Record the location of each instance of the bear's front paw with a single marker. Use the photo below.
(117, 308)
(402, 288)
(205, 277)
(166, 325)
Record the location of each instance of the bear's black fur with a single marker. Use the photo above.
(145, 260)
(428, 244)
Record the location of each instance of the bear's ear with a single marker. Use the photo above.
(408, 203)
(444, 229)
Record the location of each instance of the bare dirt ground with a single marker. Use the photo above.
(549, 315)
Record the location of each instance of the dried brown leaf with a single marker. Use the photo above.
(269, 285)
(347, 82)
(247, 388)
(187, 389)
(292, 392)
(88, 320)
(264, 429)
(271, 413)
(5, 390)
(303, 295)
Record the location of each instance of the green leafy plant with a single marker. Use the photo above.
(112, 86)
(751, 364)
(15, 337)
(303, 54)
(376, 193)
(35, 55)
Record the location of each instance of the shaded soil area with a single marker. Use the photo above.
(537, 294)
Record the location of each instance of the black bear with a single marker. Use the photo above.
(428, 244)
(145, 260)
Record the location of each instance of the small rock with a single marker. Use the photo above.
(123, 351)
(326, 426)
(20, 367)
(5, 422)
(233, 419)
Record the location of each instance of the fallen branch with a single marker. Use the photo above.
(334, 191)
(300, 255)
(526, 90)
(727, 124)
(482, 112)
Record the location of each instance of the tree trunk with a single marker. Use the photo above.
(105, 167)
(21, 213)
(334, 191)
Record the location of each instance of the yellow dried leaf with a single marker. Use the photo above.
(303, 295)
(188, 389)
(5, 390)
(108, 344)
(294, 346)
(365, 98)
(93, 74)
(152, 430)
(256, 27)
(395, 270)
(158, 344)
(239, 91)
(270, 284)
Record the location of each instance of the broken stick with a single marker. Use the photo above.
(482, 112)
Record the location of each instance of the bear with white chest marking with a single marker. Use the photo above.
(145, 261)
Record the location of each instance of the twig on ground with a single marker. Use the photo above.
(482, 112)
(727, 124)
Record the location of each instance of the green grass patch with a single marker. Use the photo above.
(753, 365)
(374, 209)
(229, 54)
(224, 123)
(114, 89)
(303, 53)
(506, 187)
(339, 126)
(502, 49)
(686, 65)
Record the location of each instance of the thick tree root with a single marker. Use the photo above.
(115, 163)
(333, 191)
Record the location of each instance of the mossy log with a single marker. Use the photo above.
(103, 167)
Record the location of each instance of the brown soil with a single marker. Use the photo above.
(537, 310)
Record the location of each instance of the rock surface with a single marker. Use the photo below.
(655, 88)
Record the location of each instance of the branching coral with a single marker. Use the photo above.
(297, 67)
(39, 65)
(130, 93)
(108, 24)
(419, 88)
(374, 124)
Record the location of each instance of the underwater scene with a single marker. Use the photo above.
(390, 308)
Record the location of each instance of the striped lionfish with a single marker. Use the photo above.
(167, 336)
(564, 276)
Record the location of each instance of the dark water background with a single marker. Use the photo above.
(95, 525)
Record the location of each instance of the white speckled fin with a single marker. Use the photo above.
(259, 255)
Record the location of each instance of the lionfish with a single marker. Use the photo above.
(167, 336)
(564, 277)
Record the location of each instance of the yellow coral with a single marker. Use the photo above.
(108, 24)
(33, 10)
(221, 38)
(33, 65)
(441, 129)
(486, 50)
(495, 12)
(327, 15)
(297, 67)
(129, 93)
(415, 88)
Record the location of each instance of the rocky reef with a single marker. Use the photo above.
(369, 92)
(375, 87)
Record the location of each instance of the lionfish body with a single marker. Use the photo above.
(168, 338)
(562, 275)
◇ ◇ ◇ ◇ ◇
**PROMPT:**
Repeat word for word each line from the one with "Record the location of each instance of the underwater" to the end of the records above, inclusive.

**EXERCISE SOLUTION:**
Record the location of each instance of the underwater scene with a single marker. Use the photo above.
(390, 308)
Record the location of each instance of the striped lionfish with a single marker. Use the photo above.
(167, 336)
(564, 276)
Record the location of each instance of the dark water background with a single marker. Use the photo above.
(95, 525)
Record the location of each instance of the white speckled fin with a single marker. Use the photo above.
(259, 255)
Record the location of each instance of the lionfish with a single marker. Use the photo above.
(167, 336)
(564, 277)
Record the location of each instance of the yellow coral with a single marker. Use the photo above.
(108, 24)
(33, 10)
(221, 38)
(33, 65)
(441, 129)
(486, 50)
(495, 12)
(327, 15)
(297, 67)
(129, 93)
(415, 88)
Record the location of each instance of the rocky reef with a single marker. Use the photo above.
(369, 92)
(375, 87)
Record the location of each instance of the lionfish body with a single marker. Use the photo above.
(168, 338)
(562, 275)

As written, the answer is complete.